[Point-per-instance localization data]
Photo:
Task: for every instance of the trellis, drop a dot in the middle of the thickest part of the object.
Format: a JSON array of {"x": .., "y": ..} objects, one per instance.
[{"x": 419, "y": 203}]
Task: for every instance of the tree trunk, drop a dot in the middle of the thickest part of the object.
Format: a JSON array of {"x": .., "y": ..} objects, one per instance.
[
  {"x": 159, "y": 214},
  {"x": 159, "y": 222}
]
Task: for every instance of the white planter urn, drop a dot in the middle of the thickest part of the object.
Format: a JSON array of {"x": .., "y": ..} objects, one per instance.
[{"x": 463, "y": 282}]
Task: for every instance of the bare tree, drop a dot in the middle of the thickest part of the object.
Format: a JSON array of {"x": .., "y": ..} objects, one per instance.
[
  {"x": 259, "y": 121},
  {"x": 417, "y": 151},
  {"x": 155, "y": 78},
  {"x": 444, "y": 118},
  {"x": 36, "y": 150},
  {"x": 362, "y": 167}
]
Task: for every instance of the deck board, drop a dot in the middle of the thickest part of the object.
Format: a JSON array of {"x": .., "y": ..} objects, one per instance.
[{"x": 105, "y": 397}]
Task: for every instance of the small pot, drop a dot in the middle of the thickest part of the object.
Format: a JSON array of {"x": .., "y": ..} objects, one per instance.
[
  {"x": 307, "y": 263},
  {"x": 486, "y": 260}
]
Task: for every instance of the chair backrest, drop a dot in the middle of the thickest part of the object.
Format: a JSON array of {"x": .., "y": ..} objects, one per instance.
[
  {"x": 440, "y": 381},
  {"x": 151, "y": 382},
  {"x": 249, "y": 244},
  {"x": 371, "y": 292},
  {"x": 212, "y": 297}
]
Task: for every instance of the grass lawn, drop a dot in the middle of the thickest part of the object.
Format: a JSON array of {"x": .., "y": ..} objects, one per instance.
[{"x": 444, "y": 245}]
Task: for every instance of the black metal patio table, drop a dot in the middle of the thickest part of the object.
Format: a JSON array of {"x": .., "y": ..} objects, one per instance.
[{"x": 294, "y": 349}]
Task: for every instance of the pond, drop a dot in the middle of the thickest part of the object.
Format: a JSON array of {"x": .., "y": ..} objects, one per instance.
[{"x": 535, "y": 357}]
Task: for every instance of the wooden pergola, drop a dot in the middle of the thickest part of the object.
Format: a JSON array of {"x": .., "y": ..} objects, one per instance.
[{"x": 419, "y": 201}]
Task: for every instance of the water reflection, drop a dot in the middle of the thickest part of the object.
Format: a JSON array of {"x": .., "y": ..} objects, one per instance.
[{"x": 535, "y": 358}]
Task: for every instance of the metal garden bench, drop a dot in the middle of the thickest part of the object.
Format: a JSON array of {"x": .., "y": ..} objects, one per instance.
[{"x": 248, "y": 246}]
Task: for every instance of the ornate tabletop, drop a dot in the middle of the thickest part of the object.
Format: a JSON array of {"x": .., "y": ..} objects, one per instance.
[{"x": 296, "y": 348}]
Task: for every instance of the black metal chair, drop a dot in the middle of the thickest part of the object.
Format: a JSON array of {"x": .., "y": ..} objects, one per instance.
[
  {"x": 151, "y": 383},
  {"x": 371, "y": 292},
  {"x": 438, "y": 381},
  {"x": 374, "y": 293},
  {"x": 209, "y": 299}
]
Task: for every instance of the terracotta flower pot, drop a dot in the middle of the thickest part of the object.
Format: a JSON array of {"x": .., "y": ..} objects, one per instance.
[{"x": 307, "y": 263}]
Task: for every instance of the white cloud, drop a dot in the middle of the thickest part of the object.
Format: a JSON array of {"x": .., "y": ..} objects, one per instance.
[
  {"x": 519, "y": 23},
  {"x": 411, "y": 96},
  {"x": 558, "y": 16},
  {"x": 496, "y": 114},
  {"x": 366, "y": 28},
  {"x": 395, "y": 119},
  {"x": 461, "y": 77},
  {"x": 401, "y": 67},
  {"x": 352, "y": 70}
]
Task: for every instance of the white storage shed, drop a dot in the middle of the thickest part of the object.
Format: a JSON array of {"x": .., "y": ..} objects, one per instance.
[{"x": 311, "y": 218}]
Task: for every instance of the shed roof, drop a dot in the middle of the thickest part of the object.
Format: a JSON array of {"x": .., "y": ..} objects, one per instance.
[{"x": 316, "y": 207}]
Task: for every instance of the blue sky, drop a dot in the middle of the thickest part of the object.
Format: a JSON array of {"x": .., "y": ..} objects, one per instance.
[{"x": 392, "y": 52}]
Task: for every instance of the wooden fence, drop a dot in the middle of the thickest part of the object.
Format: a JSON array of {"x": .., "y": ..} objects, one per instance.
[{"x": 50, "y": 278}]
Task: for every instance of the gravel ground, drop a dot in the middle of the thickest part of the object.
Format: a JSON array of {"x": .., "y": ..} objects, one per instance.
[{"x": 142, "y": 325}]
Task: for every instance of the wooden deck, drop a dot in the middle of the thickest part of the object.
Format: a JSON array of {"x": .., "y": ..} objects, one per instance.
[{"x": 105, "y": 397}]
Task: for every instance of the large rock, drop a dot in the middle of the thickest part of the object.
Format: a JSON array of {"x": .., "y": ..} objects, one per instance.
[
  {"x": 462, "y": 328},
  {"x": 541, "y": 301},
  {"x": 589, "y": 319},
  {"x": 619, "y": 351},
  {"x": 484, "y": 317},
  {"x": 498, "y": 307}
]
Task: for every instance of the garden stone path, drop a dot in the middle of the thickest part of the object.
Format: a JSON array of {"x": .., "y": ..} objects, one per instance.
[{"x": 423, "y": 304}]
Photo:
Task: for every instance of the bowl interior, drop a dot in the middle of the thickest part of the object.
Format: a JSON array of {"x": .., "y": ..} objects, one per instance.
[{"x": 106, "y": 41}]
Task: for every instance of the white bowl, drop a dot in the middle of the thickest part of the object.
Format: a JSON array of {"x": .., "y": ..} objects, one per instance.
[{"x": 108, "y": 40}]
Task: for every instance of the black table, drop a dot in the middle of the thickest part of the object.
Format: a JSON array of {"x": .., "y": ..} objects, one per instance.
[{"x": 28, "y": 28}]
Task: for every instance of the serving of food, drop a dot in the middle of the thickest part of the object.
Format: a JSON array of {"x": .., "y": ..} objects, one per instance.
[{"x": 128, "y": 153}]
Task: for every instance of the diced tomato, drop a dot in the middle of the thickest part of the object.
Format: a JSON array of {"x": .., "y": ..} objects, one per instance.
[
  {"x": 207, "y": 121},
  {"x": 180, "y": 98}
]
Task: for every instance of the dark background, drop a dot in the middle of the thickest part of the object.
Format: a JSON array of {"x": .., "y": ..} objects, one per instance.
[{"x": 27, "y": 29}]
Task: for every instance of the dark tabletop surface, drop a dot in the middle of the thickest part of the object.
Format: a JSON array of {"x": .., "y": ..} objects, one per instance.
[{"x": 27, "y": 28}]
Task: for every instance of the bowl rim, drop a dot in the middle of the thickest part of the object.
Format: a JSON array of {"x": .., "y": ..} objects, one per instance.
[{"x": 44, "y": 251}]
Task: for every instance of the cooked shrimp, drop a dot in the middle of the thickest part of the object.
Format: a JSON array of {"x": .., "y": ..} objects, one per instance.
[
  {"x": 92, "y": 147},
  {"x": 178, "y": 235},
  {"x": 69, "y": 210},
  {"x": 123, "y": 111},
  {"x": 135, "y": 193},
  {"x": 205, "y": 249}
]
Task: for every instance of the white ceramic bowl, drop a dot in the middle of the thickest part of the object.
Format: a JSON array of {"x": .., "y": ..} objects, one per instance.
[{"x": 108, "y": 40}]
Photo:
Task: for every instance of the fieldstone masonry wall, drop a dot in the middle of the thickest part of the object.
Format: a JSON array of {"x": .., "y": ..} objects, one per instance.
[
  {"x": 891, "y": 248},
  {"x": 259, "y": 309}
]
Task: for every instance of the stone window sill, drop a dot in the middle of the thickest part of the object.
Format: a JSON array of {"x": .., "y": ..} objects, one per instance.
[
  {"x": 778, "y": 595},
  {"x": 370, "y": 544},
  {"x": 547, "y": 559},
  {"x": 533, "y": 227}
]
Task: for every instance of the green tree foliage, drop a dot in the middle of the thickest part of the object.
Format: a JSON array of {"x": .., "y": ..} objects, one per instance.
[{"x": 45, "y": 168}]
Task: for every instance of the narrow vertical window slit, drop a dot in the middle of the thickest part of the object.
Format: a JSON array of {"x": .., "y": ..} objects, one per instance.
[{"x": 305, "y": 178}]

§ Assignment: Among the lines of the records, copy out each one that contains the word "shed".

§ Written response:
Task: for every instance of the white storage shed, drop a dot in the middle of the thickest part of the object.
Task: for every instance of the shed roof, drop a dot in the middle of the thickest part of the object.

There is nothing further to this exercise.